Please repeat the line that has "In this picture, where can the oval" and all lines after it, exactly as they appear, through the end of the entries.

---------- Excerpted records

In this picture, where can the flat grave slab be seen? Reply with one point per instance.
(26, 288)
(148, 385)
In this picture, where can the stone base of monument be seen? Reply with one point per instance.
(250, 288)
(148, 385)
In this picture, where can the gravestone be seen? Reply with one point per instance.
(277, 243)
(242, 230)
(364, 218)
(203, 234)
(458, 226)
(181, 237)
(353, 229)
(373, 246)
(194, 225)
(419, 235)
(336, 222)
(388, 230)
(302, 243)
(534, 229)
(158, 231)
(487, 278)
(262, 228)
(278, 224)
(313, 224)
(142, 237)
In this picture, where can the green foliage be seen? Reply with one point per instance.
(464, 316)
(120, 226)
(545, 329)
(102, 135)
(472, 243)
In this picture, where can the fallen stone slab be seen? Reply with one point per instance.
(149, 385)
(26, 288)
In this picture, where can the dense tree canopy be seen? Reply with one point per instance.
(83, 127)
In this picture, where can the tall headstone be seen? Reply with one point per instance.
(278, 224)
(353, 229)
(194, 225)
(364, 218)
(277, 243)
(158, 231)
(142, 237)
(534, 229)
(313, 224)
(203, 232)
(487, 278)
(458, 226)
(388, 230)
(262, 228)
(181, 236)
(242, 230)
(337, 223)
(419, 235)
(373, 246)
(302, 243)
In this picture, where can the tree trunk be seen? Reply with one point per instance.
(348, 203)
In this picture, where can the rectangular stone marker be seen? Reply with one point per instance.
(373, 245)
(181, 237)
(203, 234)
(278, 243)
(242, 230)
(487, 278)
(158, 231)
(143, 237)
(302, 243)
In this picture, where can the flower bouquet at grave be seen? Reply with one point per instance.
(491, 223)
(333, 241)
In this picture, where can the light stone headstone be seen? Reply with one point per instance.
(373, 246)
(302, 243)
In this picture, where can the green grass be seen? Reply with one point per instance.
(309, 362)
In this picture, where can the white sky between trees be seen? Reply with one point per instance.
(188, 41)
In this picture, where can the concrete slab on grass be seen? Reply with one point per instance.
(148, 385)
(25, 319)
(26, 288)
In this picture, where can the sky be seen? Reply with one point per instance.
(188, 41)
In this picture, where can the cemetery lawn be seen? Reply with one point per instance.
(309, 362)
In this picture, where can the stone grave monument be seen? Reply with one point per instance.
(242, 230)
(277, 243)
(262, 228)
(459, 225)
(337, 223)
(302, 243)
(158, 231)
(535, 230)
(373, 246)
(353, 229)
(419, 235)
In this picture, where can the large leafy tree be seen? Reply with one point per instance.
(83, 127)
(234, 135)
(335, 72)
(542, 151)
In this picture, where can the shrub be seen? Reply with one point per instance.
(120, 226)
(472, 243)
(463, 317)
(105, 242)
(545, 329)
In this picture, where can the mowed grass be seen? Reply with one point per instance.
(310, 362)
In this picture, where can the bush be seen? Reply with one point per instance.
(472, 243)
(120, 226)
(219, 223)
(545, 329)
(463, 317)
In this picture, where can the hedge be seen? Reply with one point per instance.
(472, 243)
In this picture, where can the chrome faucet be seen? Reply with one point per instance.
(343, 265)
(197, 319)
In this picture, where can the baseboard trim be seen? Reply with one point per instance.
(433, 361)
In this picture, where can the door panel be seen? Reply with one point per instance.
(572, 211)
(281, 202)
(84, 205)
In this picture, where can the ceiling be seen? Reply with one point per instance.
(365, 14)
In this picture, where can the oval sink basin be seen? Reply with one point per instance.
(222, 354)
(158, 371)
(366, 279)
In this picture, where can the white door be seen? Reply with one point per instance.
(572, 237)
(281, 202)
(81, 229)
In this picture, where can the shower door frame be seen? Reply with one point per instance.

--------------------

= Solution below =
In this picture, where can the oval sink basin be seen? Reply with one point per instance.
(222, 354)
(158, 371)
(366, 279)
In this picture, where can the white door be seen? Reply with one point per instance.
(572, 237)
(281, 202)
(81, 229)
In this picture, where can the shower door frame be seen? Reply with one point per instance.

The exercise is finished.